Start of Selected passage

Marie Gilon, an oncology resident physician and Ph.D. candidate at the University of Liège, has spent her research time studying cells your body has probably cursed a thousand times: eosinophils, the white blood cells infamous for making you itch during hay fever season. But a sweeping new review suggests these allergy-fighters may hold an unexpected key to predicting who will survive cancer immunotherapy and who won't.
For decades, eosinophils were pigeonholed as bit players in the immune system—useful only for battling parasites and triggering allergic sneezes. That narrow view is changing. Published in the Journal of Experimental & Clinical Cancer Research, Gilon's synthesis of epidemiological and experimental data reveals something more profound: these cells talk to tumors in ways that can either help or harm cancer's progression, depending entirely on context.
The findings begin at the population level with striking promise. Analyses of large-scale studies suggest that people with higher eosinophil counts face a reduced risk of developing certain cancers in the first place. But once cancer takes hold, the relationship becomes more intricate. Inside a tumor, eosinophils wage a two-part battle against cancer cells. First, they attack directly: these cells carry granules packed with cytotoxic proteins that can kill tumor tissue on contact. Second, they work indirectly by modulating the broader immune response—recruiting and coordinating other immune fighters like lymphocytes to reshape the tumor microenvironment. This dual action explains why the scientific literature sometimes tells contradictory stories about eosinophils, showing them as both cancer suppressors and, in certain conditions, enablers.
The most clinically relevant finding involves immunotherapy. Researchers have noticed a compelling pattern: when cancer patients undergoing treatment with immune checkpoint inhibitors have elevated eosinophil counts—whether measured before or during therapy—they tend to respond better and live longer. This association is strong enough that eosinophil measurement could become a practical tool for identifying which patients are most likely to benefit from immunotherapy in the first place. Doctors could use a simple blood count to flag good candidates and anticipate outcomes before committing patients to treatment.

End of Selected passage

Write the next part of the article on eosinophils and cancer immunotherapy, starting right after its final sentence. The items that come next have nothing to do with this.

Start of Dataset extract

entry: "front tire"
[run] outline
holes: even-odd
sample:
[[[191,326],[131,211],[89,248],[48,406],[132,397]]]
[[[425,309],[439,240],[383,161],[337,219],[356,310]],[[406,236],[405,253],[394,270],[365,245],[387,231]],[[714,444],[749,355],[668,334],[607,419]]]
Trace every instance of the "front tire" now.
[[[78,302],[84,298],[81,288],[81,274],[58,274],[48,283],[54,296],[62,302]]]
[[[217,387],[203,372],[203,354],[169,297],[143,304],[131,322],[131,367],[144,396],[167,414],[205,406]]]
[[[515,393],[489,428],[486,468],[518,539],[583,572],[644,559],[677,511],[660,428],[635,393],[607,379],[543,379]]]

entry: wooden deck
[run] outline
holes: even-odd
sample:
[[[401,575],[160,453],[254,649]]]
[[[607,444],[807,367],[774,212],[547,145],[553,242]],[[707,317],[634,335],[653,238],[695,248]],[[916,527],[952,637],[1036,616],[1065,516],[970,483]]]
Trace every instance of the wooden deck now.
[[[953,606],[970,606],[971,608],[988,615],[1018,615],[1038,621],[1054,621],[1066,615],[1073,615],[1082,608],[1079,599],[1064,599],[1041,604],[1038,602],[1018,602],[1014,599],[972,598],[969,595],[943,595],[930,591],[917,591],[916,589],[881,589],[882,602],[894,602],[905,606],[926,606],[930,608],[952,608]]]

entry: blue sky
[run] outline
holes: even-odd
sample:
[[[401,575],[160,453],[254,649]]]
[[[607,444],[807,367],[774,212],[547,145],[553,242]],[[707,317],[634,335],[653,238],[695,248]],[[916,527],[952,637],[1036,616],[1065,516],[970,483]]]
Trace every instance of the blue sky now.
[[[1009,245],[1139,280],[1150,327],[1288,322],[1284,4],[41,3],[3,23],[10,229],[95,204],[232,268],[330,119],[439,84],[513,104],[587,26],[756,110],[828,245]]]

End of Dataset extract

Final answer >>
There is a cost to this immune activation, however. Higher eosinophil counts correlate with a higher incidence of immune-related adverse effects—the side effects that can accompany checkpoint inhibitor therapy. This underscores the delicate balance clinicians must strike: the same cellular activity that predicts better cancer outcomes can also predict complications requiring careful monitoring.
The review reflects a rare collaboration between laboratory science and clinical medicine. Gilon's co-authors—Christine Gennigens, Claire Josse, Vincent Bours, and Guy Jerusalem—bridge the Oncology Department of CHU de Liège and the Human Genetics Unit at GIGA, translating bench findings into bedside applications.
Yet significant obstacles remain before eosinophils become standard biomarkers in cancer care. Eosinophil behavior varies widely across different tumor types, and the field lacks standardized measurement protocols. Without uniform testing methods, it's impossible to establish clear clinical guidelines. Researchers acknowledge that further work is needed to clarify the underlying mechanisms and identify exactly when eosinophils might be reliably used as biomarkers or therapeutic targets.
The evidence paints an emerging picture: eosinophils deserve serious attention at the intersection of immunology and oncology. While the path from research finding to clinical tool remains long, this work hints at a meaningful role for humble allergy-causing cells in the next evolution of cancer medicine.